▸ KUTIPAN TEKS

****************

September 12, 2015

Libya dibawah kepepimpinan Idris Al Sanusi



Libya dibawah kepepimpinan Idris Al Sanusi

oleh Fakhri
Di antara beberapa negara Afrika Utara yang mengalami pedihnya cengkraman imperialisme Barat adalah Libya. Negara ini mengalami perlakuan imperialis yang brutal di bawah dominasi asing, sebelum mencapai kemerdekaan pada 24 Desember 1951, negeri ini mengalami beberapa kali hidup di bawah negara penjajah. Selama tiga dekade, libya mengalami penjajahan dibawah Italia, dan hampir satu dekade admistrsi Libya diatur oleh Prancis dan Inggris. Pada saat itu Libya terbagi kedalam tiga federasi dengan tiga pemerintahan propinsi luas lilayah 1.768.000 kilometer persegi, dengan populasi 2,5 juta jiwa. Propinsi-propinsi tersebut adalah Cyrenaica, di bagian timur, yang beribukota Benghazi, Tripoli di barat dengan Tripoli sebagai ibukota, dan Fezzan di selatan.  Keadaan Libya pada tahun 1951 sangat miskin. Libya merupakan negara yang underdeveloped dan mempunyai tingkat ketergantungan sangat tinggi kepada bantuan Barat, terutama kepada Amerika Serikat dan Inggris, yang menempatkan  camp militer disana.
Muhammad Idris adalah cucu dari pendiri tarakat Sufi Sanusiya , sekaligus raja yang memimpin Libya dengan Raja Idris I. Raja Idris I menjalankan pemerintahan yang tidak efektif, bahkan ceroboh. Selama berkuasa 17 tahun, rezimnya hanya dihiasi oleh instabilitas sosial, konflik kesukuan dan persaingan politik. Selama waktu itu pula dia telah membongkar pasang kabinetnya sebanyak tujuh kali. Sebab yang memicu terjadinya instabilitas tersebut adalah persaingan antara kabinet dengan eksekutif. Raja sendiri cenderung lebih mengutamakan kepentingan keluaraganya dan wibawa kelompok keagamaan serta kepentinghanh basis kekuasaannya di Cyrenaica dibandingkan pembelaannya terhadap rakyat banyak. Tetapi ia berhasil membuat prestasi besar bagi Libya yaitu mempersatukan tiga federasi tersebut kedalam negara kesatuan pada tahun 1963.

****************

▸ KUMPULAN DATA
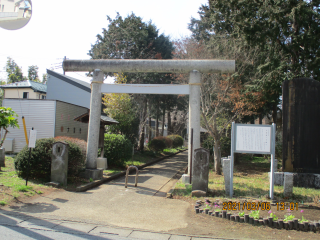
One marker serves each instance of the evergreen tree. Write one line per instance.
(33, 73)
(285, 31)
(131, 38)
(14, 72)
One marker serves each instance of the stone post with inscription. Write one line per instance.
(59, 163)
(200, 171)
(288, 185)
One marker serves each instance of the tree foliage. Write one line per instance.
(33, 73)
(285, 32)
(131, 38)
(14, 72)
(119, 106)
(8, 118)
(224, 97)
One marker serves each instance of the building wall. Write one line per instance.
(58, 89)
(39, 114)
(65, 124)
(18, 93)
(7, 6)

****************

▸ INSTRUKSI YANG DIBERIKAN A
Menurut teks tentang Libya di bawah kepemimpinan Idris Al Sanusi, pada tanggal berapa Libya mencapai kemerdekaan?
▸ INSTRUKSI YANG DIBERIKAN B
Teruskan teks tentang Libya di bawah kepemimpinan Idris Al Sanusi, dimulai setelah kalimat terakhirnya.

▸ KELUARAN YANG DIHARAPKAN A
Libya mencapai kemerdekaan pada 24 Desember 1951.

▸ KELUARAN YANG DIHARAPKAN B
Dalam pengaruh kekuatan asing, Raja Idris I tidak mendukung perjuangan Arab secara langsung, bahkan ia justru lebih akrab dengan Barat, terutama Inggris dan Amerika. Dia melakukan hal itu karena ia takut imbas dari gerakan revolusi dan pemikiran radikal yang menghantarkan Mesir pada revolusi pada tahun 1952. Bila itu terjadi, maka tentu saja posisi kekuasaannya terancam. Sebelum revolusi, masyarakat Libya merupakan suku-suku yang berwawasan sempit.
Oleh karena itu, semua bentuk partisipasi publik tidak berdasarkan kepentingan rakyat banyak, tetapi berdasarka kepintingan pribadi, kelompok, keluarga atau suku. Hal yang lebih memperparah keburukan sistem kerajaan ini adalah korupsi yang sama sekali tak terkontrol, nepotisme, penyimpangan administrasi dan penyelewengan fiskal. Sembilan puluh persen wiyah Libya merupakan padang pasir. Fakta tersebut ditunjukkan oleh sedikitnya sumber air dan tidak dapat dilaksanakannya sistem irigasi, sehingga hanya satu persen dari wilayah teritorialnya yang dapat digarap dengan baik.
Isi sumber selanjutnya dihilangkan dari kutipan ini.